Material erkunden:
• A. In welcher Spanne bewegen sich laut dem Text zum Solarausbau in der Schweiz die Einspeisetarife?
• B. Übersetze den Satz „Der Ständerat hat sich kürzlich für einen einheitlichen Rückliefertarif fürs ganze Land ausgesprochen.“ aus dem Text zum Solarausbau ins Englische.
• C. Führe den Text zum Solarausbau in der Schweiz im Anschluss an seinen letzten Satz weiter.

Text:
# # # # #

Flickenteppich ist das neuste Schlagwort zum Thema Solarausbau in der Schweiz. Was seit Jahren offen zu Tage liegt, hat nun eine wissenschaftliche Studie erhärtet. Wird das etwas ändern? Die Schweiz zu einem Land mit blühender Solarwirtschaft machen? Dass der neue Energieminister Subventionen für AKWs öffentlich in Betracht zieht, lässt nichts Gutes hoffen.
Das Fazit der Studie der ETH Zürich und der Universität Bern kommt zum ernüchternden Schluss: Eine Photovoltaik-Anlage für Private lohnt sich finanziell nicht. Das heisst, man muss sie wirklich wollen. Mitglied der Energiewende zu sein, ist nach wie vor Idealisten vorbehalten. Wer nüchtern rechnet, lässt die Finger davon. Die Unterschiede, wie Energieversorgerinnen, Gemeinden und Kantone die Sonnenenergie vergüten oder fördern sind gross. 2067 Gemeinden wurden unter die Lupe genommen. In gerade einmal der Hälfte der Fälle lohnt sich die Investition für ein Einfamilienhaus mit Gasheizung.
ETH-Professor Tobias Schmidt macht zwei für die Rentabilität entscheidende Faktoren aus: Strompreis und Vergütung. Geht der Strompreis steil nach oben, lohnt sich die Energie vom eigenen Dach. Wenn dann auch noch der Einspeisetarif stimmt, ist die Rechnung schnell gemacht. Doch genau da steht eine der grössten Baustellen. Diese Tarife sind, wie so vieles in der Schweiz, von Kanton zu Kanton verschieden, von Gemeinde zu Gemeinde, von Energieversorger zu Energieversorgerin. Die Spanne ist gross. Sie bewegt sich zwischen 5 und 22 Rappen pro kWh.
Ausgerechnet jene Energieversorger, die sich gern ins grüne Mäntelchen kleiden, gehören zu den grössten Geizkrägen. Das ewz der Stadt Zürich etwa. Das allerdingst wehrt sich mit dem Argument, die Zahlen basierten auf letztem Jahr. Aktuell habe man massive Anpassungen gemacht. Dabei haben die Studienautoren durchaus auch einen Blick auf aktuelle Tarife geworfen und festgestellt, dass die private Sonnenstromproduktion in bislang rentablen Gemeinden noch rentabler und umgekehrt geworden ist. Tobias Schmidt: «Die Unterschiede werden eigentlich noch grösser.»
Kann ja sein, dass sich der Flickenteppich künftig doch noch in einen Webteppich verwandelt. Der Ständerat hat sich kürzlich für einen einheitlichen Rückliefertarif fürs ganze Land ausgesprochen.
Swissolar hat zu den Ergebnissen der ETH-Studie einen ausführlichen Kommentar abgegeben. Darin sieht sich der Dachverband in seinen jahrelangen Forderungen nach einer Harmonisierung in jeder Hinsicht bestätigt. Für einen schnellen Solarausbau, schreibt er, brauche es mehr Gleichbehandlung und Investitionssicherheit. Dringlich sei vor allem der Abbau der Ungleichbehandlung bei Abnahmevergütungen, Raumplanung und Steuerrecht. Mit einem Seitenhieb auf die vor allem von bürgerlicher Seite propagierten Solarkraftwerke in den Alpen, meint Swissolar, die schweizweite Gleichbehandlung würde den Druck reduzieren, unverbaute Berglandschaften mit Solarpanels zuzudecken.

# # # # #

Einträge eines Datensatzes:
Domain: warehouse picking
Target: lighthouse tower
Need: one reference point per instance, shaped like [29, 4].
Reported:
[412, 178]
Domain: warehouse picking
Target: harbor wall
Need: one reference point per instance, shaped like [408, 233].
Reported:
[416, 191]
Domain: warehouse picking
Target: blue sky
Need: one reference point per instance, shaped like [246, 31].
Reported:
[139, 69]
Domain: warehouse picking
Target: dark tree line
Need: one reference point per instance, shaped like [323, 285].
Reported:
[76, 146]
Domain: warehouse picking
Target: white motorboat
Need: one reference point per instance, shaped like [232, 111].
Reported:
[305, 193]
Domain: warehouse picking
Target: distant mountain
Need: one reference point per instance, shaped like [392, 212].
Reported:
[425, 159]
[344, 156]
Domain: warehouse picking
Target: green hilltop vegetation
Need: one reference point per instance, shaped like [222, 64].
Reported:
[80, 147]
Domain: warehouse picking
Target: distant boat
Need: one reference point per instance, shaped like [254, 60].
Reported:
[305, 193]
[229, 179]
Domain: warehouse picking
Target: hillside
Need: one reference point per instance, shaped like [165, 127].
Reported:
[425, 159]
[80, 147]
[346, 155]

# # # # #

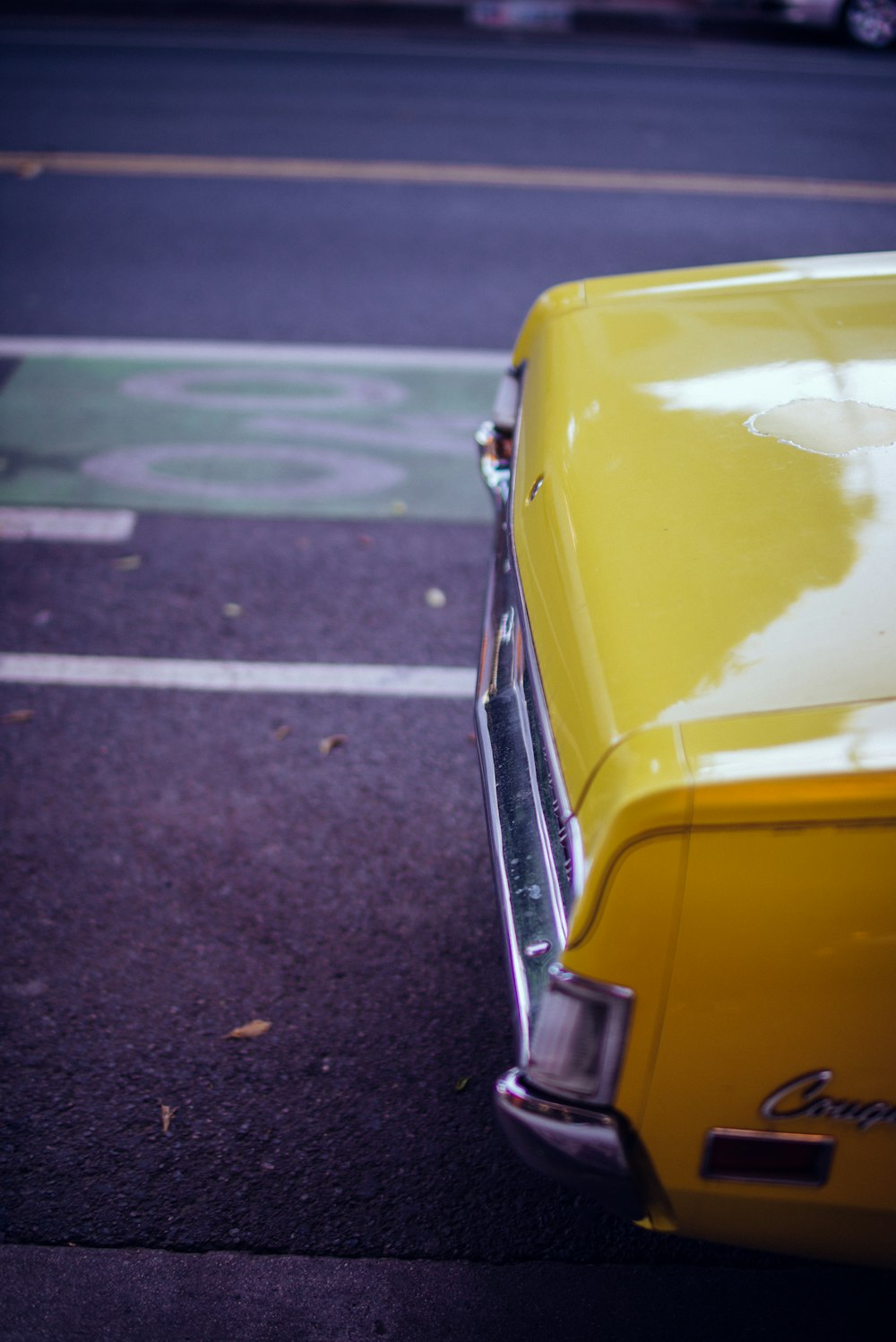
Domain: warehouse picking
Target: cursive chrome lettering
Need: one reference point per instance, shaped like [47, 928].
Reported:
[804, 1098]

# # # # #

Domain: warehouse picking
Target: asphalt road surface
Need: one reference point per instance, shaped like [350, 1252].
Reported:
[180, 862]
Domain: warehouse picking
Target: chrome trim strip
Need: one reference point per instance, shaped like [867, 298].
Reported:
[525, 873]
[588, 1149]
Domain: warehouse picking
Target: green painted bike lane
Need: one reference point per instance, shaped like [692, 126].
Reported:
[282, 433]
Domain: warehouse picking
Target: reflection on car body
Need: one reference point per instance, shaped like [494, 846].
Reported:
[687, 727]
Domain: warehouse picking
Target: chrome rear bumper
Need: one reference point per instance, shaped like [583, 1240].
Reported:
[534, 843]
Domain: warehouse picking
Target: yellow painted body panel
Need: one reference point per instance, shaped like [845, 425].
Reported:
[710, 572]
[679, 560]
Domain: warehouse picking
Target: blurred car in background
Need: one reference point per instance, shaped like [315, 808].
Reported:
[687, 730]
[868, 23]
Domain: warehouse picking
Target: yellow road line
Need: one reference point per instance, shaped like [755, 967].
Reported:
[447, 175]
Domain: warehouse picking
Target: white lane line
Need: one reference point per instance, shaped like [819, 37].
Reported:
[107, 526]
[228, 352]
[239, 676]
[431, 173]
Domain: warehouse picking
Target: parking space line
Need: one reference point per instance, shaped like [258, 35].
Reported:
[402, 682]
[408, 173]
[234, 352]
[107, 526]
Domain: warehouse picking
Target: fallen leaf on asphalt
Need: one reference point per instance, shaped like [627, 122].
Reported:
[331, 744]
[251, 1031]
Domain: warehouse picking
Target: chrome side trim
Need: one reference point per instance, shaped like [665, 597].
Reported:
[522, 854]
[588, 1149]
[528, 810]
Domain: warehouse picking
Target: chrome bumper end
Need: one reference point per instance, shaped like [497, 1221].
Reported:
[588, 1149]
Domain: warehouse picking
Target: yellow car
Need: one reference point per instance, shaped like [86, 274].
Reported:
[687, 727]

# # # # #

Antwortliste:
• A. Zwischen 5 und 22 Rappen pro kWh.

• B. The Council of States recently came out in favor of a uniform feed-in tariff for the entire country.

• C.
Jedenfalls wird das Thema, mit welcher Art der Energieversorgung die Schweiz in die Zukunft marschieren will, spätestens in der Frühjahrssession des Parlaments neue Brisanz erhalten. Denn zurzeit wird der Mantelerlass zum Energiegesetz intensiv in den Kommissionen vorbereitet. Die Dekarbonisierung muss kommen, das macht nicht zuletzt der Zustand der Schweizer Skigebiete offensichtlich. Nur wie? Hochalpine Solarschwemme oder doch lieber bestehende Infrastruktur zur Energiegewinnung nutzen? Um die eigenen jahrelangen Versäumnisse zu kaschieren, haben vor allem rechtsbürgerliche Politiker ein hübsches Narrativ lanciert: Schuld am mangelhaften Ausbau der Erneuerbaren sind die Umweltverbände, die mit ihren Einsprachen alles behindern. Deshalb: Weg mit dem Einspracherecht. Eine kleine Rechnung von Energie Zukunft Schweiz zeigt ein ganz anderes Bild: Würden etwa bestehende Parkplätze mit Photovoltaik bedeckt, bestünde ein Potenzial von 10’000 Megawatt. Das alpine Solarprojekt in Gondo würde gerade einmal 18 Megawatt zum Stromverbrauch beisteuern.
Es ist geradezu perfide, Landschaftsschutz gegen Energieproduktion auszuspielen. Doch um die eigenen Fehler der Vergangenheit zu bemänteln, scheint – auch dem Energieminister Rösti – jedes Argument recht. Jedenfalls stand er kürzlich am Stromkongress im Berner Kursaal ziemlich allein im Abseits, als er verlauten liess, Subventionen für den verlängerten Betrieb von AKW prüfen zu wollen.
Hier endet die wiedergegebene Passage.